#### Task objective:
Please copy each line of the data that includes the string "target".

#### Stored data entries:
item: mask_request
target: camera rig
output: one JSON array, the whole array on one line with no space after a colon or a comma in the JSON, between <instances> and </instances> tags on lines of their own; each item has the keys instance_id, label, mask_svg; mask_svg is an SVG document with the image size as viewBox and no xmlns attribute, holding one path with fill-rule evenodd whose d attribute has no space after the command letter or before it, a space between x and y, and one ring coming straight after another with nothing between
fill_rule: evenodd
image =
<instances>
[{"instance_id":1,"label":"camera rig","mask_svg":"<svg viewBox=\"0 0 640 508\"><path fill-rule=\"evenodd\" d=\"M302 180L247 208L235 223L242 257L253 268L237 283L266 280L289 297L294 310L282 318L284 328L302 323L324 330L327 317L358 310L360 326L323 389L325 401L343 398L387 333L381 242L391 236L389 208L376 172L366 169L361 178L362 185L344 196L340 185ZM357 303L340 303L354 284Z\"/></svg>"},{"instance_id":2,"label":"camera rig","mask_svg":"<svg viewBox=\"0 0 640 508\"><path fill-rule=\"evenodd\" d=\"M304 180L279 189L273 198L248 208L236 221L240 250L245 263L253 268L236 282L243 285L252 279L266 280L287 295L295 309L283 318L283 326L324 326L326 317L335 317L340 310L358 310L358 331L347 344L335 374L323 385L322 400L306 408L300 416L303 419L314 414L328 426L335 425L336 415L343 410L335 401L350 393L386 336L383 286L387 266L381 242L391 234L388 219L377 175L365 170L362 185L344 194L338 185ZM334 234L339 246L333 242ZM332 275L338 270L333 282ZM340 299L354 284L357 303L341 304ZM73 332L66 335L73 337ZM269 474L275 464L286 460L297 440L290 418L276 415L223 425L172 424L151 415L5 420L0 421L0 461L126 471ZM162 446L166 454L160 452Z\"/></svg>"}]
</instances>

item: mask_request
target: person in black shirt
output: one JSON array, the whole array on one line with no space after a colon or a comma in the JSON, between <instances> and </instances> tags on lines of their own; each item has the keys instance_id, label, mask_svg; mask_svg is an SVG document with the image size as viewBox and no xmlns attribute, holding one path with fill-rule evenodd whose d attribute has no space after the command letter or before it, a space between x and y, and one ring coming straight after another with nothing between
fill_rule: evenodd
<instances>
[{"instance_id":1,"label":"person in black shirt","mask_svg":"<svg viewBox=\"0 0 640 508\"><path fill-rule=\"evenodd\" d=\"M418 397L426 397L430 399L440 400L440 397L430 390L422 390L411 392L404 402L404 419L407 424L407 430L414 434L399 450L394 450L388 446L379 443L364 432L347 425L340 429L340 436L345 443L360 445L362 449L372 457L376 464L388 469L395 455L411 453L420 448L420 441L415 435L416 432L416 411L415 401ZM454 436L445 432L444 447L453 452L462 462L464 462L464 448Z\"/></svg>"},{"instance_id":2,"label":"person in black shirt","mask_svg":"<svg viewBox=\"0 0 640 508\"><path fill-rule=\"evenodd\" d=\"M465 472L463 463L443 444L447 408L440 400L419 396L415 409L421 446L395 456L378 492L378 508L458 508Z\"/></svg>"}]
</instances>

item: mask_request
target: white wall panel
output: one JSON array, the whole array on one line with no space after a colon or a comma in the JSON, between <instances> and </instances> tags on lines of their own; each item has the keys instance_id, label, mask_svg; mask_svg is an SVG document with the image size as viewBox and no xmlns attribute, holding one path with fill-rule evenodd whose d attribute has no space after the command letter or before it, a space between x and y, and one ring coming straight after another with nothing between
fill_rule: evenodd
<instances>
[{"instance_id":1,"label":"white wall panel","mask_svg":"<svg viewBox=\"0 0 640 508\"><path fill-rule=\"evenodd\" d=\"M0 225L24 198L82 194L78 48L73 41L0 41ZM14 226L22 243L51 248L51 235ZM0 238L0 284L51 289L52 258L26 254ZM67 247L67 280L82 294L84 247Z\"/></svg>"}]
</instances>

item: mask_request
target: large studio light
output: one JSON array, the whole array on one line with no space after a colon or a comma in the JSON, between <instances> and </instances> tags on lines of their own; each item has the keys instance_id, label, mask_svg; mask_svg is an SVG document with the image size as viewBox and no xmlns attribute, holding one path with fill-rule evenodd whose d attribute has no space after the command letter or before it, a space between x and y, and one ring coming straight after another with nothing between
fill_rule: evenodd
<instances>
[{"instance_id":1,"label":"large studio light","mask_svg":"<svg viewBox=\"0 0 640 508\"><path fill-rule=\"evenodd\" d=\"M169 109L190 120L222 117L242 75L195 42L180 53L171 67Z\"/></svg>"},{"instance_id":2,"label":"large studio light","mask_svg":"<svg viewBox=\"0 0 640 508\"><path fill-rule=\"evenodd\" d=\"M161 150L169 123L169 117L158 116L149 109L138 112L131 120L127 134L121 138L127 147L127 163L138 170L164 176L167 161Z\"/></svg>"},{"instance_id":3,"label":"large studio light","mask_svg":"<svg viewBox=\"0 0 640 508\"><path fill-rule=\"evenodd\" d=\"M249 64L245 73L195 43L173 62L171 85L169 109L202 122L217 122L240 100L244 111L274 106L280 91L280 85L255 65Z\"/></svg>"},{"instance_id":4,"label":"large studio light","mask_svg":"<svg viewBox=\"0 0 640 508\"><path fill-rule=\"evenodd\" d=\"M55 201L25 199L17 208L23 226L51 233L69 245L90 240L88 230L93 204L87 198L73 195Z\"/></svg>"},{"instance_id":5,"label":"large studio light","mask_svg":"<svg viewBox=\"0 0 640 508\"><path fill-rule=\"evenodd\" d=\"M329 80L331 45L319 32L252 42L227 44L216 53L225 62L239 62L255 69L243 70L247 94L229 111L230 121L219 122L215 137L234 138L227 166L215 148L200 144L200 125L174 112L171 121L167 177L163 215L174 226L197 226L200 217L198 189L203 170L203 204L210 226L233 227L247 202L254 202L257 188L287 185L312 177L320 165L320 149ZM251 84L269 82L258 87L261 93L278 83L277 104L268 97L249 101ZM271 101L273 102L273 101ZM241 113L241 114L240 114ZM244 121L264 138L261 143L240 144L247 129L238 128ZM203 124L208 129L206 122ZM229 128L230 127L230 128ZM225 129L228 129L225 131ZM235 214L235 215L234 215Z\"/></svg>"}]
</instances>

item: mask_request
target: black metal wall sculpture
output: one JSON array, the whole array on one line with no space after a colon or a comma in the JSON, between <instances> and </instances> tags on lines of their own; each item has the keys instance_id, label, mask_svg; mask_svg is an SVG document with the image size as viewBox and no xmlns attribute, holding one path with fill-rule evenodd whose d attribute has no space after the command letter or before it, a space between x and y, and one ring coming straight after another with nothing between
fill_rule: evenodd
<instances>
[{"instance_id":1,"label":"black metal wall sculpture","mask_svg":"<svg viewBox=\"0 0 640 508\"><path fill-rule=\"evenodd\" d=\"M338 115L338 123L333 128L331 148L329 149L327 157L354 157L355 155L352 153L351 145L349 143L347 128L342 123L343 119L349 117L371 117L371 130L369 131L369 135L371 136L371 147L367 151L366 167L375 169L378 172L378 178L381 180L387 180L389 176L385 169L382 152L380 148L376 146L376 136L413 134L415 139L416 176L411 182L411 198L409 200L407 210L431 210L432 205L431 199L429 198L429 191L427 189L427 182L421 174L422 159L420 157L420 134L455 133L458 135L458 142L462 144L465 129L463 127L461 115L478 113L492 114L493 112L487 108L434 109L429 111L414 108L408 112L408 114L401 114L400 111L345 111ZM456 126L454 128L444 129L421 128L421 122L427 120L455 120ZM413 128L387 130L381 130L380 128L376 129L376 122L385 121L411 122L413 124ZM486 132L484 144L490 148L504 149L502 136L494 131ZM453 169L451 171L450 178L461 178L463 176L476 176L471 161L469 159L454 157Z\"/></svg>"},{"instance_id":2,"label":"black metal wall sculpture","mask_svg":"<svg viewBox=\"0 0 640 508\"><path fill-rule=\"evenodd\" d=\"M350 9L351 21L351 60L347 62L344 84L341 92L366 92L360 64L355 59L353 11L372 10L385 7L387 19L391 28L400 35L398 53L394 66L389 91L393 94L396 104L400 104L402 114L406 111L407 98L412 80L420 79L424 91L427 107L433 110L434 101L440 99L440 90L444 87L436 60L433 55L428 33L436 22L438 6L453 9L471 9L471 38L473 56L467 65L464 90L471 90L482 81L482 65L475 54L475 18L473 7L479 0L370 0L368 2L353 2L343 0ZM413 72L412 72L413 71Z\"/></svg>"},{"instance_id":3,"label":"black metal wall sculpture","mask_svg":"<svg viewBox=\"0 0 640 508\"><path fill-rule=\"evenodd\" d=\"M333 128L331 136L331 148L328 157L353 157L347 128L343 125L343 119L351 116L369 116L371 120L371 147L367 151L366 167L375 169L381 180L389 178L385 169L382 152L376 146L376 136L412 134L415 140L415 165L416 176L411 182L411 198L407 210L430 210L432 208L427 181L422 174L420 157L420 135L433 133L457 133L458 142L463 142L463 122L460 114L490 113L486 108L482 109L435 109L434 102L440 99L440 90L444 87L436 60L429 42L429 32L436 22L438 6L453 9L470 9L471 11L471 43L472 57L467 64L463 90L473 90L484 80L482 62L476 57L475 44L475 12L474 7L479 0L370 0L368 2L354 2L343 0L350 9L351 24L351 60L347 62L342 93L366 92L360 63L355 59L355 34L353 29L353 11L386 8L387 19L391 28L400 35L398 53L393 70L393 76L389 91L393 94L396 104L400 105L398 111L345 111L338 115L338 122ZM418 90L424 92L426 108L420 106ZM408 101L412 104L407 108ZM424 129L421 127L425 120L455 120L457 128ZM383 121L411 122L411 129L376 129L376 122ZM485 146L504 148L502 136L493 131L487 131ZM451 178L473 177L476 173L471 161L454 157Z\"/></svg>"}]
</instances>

#### Response to this exercise:
target: camera rig
target: person in black shirt
target: white wall panel
target: large studio light
target: black metal wall sculpture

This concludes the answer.